*TASK TO COMPLETE*:
Scan the entries for the word "record", and copy every line where it appears.

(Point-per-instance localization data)
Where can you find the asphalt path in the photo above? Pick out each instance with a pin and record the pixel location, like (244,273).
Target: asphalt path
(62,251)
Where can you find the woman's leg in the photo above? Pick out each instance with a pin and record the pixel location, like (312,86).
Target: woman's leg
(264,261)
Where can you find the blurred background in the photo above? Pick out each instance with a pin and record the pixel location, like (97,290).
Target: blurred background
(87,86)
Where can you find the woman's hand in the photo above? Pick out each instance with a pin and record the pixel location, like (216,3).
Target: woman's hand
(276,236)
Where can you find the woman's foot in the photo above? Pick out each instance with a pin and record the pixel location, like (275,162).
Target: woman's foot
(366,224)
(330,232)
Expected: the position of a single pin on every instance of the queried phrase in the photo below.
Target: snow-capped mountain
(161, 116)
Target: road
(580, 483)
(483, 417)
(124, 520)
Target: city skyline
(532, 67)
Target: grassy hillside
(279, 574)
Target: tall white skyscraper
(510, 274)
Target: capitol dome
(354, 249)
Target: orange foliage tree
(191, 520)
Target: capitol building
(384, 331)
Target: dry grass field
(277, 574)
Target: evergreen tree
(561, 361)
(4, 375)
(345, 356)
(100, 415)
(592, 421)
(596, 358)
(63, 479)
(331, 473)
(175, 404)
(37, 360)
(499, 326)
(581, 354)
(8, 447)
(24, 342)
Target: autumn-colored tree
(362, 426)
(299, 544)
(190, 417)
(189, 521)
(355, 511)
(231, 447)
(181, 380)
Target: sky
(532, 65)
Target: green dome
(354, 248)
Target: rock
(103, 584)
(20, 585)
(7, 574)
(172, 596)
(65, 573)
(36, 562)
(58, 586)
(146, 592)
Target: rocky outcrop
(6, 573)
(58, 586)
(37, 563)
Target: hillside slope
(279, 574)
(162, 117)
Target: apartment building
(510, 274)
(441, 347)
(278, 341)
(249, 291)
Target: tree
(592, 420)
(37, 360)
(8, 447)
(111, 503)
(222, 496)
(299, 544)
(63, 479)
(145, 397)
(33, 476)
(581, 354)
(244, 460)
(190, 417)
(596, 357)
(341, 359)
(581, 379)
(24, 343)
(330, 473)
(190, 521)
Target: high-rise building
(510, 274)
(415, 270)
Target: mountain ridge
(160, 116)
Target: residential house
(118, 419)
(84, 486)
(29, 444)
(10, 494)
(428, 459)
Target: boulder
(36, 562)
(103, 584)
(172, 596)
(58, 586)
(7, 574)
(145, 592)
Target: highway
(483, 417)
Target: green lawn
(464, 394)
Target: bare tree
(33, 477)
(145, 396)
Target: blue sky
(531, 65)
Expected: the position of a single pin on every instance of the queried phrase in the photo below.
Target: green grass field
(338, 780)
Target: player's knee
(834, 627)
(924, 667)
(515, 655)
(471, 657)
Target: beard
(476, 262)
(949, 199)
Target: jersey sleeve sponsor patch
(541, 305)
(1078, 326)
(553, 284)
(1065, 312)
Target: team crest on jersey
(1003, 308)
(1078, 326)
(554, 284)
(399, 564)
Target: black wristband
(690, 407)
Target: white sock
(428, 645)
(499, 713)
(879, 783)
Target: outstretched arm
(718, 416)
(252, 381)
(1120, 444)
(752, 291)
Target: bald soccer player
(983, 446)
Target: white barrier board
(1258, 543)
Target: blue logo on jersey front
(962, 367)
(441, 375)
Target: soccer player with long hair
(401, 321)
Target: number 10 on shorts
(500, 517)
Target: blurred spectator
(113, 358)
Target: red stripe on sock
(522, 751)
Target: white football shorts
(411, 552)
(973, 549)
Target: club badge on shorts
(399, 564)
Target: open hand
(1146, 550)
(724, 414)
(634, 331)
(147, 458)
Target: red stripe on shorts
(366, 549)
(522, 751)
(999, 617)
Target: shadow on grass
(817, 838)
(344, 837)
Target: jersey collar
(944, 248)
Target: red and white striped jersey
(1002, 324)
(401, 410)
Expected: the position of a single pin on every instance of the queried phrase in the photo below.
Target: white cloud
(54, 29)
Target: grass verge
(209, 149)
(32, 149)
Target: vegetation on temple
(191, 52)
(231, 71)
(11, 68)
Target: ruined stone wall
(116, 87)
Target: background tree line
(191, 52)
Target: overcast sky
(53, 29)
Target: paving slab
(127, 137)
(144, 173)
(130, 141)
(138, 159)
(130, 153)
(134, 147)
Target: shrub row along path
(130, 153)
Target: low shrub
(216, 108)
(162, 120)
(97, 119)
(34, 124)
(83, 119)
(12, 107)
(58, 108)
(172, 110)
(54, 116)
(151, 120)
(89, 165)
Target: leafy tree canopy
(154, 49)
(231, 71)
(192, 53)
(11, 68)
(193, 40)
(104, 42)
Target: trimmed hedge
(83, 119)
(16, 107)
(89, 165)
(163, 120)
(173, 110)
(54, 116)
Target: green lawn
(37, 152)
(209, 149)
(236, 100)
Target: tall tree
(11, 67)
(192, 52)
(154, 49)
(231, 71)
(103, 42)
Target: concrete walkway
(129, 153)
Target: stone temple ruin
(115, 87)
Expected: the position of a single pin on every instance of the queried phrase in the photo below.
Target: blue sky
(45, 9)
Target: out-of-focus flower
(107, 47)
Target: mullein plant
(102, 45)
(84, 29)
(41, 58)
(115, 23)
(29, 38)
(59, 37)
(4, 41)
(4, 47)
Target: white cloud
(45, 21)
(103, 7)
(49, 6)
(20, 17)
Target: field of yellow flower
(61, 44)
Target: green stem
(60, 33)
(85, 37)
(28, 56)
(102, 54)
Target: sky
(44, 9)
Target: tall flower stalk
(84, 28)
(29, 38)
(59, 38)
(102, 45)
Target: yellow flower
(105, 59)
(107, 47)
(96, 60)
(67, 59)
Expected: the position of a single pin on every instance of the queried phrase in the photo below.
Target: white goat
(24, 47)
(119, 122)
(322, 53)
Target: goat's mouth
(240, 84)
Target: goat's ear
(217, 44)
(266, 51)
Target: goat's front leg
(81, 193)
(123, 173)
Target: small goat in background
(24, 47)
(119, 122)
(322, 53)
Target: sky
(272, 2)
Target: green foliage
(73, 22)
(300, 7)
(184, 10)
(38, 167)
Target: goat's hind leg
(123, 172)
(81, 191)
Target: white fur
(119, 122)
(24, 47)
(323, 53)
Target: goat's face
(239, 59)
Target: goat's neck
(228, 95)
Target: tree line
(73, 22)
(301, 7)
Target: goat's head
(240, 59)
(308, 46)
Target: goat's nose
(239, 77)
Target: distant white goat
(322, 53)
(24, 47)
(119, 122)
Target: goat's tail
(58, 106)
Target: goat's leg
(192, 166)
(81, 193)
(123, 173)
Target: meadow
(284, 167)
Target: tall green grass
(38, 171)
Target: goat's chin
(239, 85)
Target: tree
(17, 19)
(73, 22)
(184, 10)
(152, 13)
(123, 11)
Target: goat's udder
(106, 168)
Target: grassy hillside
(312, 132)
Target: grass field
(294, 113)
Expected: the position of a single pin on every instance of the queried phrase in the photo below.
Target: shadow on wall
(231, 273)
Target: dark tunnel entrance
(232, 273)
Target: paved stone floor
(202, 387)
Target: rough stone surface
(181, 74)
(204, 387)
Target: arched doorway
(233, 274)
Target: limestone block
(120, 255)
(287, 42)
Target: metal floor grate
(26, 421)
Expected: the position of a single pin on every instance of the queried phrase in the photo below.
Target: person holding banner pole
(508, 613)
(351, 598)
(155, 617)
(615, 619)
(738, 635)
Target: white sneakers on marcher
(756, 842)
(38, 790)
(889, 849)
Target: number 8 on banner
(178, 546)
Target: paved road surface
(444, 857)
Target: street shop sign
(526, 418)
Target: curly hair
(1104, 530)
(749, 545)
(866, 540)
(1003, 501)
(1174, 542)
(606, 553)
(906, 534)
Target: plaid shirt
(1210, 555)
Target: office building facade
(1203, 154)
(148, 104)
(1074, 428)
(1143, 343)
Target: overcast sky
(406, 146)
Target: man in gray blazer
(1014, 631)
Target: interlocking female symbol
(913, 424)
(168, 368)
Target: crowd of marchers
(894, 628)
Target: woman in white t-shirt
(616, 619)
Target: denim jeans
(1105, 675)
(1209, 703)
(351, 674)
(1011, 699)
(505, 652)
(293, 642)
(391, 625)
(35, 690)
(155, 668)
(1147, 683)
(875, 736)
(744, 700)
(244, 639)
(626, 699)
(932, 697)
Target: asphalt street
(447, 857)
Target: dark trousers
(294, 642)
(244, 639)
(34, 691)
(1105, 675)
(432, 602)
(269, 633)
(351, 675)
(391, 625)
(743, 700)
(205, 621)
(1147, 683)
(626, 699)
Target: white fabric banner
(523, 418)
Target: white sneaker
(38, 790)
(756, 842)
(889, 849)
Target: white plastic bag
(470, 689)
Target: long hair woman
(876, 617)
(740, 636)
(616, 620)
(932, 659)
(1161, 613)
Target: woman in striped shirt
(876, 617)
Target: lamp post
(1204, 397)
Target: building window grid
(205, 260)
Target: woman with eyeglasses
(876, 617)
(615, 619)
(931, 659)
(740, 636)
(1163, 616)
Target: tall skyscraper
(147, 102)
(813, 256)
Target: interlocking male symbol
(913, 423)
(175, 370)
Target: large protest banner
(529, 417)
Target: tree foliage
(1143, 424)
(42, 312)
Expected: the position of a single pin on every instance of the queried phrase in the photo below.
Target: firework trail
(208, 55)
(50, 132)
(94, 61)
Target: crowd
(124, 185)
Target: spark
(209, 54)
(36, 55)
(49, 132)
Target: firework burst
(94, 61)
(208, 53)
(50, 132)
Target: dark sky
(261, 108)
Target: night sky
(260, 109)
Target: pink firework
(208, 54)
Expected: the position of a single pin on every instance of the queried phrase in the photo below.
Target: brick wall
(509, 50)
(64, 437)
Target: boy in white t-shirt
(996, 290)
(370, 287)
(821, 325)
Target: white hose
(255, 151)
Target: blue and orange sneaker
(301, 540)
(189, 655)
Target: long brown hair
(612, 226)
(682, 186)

*WRITTEN SOLUTION*:
Where can you find the asphalt path in the photo above? Pick out each instance with a pin and record the pixel location, like (244,273).
Where can you find the woman's leg in the photo above? Pick out each instance with a pin and record the pixel location, like (312,86).
Where can you find the blurred background in the photo above? Pick out each instance with a pin and record the pixel location, like (97,290).
Where can you find the woman's hand in the photo above? Pick out each instance with a pin and record the pixel location, like (216,3).
Where can you find the woman's foot in the photo above? Pick out each instance with a pin and record the pixel location, like (275,162).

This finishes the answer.